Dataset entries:
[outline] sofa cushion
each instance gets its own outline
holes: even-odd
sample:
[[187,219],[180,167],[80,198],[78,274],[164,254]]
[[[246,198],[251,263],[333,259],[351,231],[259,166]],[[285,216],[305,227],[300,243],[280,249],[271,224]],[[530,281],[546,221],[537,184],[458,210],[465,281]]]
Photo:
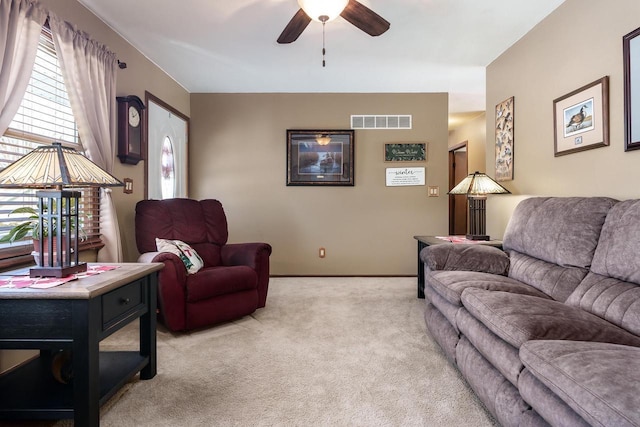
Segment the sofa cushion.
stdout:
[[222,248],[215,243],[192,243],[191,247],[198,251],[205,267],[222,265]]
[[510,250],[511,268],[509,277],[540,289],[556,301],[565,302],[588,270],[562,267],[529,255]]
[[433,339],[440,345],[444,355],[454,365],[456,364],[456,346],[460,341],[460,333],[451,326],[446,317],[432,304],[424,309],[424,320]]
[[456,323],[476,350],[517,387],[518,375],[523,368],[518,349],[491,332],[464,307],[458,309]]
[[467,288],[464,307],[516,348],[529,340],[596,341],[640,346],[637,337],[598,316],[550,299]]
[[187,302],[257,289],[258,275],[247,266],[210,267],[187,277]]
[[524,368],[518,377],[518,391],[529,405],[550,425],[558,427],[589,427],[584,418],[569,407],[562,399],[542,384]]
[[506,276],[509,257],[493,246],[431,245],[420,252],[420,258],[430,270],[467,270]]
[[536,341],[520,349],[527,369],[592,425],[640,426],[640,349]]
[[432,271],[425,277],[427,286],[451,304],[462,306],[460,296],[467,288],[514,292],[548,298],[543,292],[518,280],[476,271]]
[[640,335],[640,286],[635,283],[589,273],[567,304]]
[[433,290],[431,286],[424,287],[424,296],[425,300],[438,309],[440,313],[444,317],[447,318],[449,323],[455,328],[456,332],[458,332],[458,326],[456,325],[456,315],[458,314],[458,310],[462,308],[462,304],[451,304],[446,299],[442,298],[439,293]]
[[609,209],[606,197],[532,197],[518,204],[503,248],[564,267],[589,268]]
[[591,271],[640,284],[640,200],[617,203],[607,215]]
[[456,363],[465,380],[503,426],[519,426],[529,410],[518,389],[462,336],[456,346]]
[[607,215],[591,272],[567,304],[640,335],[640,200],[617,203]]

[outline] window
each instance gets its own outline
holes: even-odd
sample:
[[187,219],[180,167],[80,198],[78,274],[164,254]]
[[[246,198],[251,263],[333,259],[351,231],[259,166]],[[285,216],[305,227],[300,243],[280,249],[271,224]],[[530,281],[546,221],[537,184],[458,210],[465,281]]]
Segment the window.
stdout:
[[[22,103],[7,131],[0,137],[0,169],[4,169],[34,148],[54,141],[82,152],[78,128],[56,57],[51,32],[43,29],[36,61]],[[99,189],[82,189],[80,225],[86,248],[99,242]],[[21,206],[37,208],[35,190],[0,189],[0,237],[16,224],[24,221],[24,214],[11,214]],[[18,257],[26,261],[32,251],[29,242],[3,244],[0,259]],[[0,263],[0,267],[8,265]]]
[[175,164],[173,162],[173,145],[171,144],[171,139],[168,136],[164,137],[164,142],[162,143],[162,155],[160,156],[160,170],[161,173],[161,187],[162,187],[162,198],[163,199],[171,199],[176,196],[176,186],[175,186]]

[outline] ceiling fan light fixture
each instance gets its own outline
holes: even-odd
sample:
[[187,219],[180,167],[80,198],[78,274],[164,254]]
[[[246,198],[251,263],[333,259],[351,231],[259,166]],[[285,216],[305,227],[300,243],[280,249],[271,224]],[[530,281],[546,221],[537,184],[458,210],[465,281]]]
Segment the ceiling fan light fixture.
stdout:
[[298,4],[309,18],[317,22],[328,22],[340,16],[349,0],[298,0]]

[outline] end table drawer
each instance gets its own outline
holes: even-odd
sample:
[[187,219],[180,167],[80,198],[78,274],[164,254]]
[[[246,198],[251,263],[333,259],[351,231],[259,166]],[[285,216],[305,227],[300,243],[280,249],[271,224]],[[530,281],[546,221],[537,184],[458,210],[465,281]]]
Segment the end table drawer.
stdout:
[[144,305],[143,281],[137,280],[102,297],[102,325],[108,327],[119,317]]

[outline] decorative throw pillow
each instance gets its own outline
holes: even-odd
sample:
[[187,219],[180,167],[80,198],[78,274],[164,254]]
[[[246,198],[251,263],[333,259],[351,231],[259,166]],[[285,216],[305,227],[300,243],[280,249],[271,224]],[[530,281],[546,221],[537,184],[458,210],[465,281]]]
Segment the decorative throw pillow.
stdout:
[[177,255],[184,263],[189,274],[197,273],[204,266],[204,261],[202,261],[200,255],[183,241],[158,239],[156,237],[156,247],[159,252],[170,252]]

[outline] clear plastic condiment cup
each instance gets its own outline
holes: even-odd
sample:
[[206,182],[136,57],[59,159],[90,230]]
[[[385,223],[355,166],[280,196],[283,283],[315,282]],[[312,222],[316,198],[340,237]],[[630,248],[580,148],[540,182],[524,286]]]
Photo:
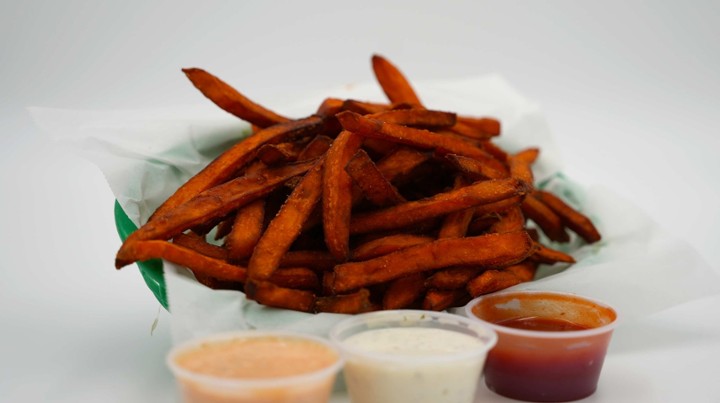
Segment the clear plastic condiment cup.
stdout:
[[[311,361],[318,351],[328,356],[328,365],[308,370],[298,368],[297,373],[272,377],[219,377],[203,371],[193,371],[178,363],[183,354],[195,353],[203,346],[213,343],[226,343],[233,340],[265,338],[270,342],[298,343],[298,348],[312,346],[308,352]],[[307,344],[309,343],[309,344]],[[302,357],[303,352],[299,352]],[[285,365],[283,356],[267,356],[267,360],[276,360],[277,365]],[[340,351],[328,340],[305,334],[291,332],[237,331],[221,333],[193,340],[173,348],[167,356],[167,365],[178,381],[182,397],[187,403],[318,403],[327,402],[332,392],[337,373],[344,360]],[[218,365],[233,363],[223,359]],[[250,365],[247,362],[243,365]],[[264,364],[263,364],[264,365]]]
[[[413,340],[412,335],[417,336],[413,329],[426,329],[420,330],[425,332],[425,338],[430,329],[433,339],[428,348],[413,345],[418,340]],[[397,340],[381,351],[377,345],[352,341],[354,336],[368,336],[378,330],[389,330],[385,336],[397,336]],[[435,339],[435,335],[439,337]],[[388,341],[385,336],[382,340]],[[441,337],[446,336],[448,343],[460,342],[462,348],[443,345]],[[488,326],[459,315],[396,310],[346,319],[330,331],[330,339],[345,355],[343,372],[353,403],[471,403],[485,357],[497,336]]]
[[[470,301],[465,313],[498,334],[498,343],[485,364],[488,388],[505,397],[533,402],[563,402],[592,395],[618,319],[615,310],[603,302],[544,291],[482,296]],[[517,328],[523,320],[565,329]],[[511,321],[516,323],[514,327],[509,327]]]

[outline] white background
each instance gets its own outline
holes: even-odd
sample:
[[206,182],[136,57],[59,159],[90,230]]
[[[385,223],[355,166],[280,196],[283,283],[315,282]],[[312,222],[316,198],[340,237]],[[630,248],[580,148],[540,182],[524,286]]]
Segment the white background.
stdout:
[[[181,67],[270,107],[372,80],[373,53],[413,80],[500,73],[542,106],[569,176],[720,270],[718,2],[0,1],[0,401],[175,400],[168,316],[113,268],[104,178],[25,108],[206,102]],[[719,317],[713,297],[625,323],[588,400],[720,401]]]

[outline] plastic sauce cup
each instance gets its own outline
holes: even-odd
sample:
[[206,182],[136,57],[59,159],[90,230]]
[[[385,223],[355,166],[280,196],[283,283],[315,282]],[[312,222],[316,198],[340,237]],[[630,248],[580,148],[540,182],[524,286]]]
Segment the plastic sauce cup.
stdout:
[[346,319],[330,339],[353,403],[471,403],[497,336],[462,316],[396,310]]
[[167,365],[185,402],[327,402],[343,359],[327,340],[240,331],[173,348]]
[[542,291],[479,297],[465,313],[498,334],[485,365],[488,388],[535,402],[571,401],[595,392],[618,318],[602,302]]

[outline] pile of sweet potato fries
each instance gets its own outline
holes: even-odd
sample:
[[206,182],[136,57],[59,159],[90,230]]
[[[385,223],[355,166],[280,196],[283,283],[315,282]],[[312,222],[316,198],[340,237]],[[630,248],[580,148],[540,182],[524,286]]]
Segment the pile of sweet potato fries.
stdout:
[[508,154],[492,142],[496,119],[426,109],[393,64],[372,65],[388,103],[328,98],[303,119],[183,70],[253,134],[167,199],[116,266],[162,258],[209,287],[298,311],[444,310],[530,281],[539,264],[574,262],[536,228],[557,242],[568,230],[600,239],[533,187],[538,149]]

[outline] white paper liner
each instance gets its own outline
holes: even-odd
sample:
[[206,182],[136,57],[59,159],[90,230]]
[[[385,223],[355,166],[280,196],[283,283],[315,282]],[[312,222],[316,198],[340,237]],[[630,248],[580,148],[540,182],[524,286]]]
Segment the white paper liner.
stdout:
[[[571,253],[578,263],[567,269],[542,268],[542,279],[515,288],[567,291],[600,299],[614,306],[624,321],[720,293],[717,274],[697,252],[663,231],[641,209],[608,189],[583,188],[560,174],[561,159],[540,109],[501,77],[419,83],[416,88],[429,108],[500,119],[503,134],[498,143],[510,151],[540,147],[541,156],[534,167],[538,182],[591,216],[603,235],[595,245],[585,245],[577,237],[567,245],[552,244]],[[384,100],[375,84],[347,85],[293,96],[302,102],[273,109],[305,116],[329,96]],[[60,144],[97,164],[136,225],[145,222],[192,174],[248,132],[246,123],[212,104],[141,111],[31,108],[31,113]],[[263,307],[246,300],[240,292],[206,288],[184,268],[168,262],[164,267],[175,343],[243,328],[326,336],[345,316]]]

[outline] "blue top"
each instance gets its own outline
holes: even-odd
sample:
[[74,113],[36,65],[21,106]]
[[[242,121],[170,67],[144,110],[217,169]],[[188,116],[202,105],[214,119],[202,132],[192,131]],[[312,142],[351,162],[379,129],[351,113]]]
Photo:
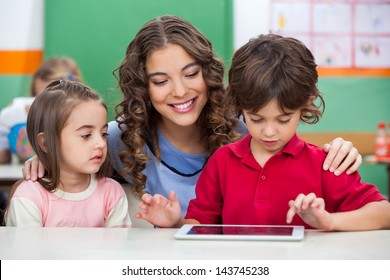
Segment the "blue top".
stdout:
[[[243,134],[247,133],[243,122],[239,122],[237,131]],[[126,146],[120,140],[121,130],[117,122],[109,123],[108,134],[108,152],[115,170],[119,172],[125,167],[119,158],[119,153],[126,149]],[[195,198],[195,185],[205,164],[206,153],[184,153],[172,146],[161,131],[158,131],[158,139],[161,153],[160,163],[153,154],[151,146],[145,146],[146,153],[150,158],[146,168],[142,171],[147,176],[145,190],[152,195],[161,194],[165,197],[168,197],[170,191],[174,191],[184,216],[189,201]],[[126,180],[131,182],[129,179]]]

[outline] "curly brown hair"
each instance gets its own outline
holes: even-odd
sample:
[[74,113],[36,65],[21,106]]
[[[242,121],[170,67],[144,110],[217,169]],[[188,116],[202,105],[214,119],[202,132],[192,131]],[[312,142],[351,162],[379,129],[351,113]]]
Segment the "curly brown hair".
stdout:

What you need to do: Produce only the lines from the line containing "Segment the ceiling fan light fixture." through the line containing "Segment the decorative throw pillow.", inclusive of both, exactly as they stand in the entries above.

Reply:
Segment the ceiling fan light fixture.
stdout:
[[298,4],[309,18],[317,22],[328,22],[340,16],[349,0],[298,0]]

[outline] end table drawer
each instance gets its own outline
holes: even-odd
sample:
[[187,219],[180,167],[80,198],[78,274],[164,254]]
[[[246,198],[251,263],[333,259],[351,231],[259,166]],[[285,216],[305,227],[300,243],[280,249],[271,224]],[[530,281],[546,221],[537,184],[458,210],[465,281]]]
Segment the end table drawer.
stdout:
[[144,305],[143,281],[137,280],[102,297],[102,325],[108,327],[119,317]]

[outline] decorative throw pillow
each instance gets its own outline
holes: even-odd
sample:
[[187,219],[180,167],[80,198],[78,274],[164,254]]
[[[246,198],[251,263],[333,259],[351,231],[259,166]],[[285,216],[305,227],[300,243],[280,249],[271,224]],[[530,281],[546,221],[537,184],[458,210],[465,281]]]
Segment the decorative throw pillow.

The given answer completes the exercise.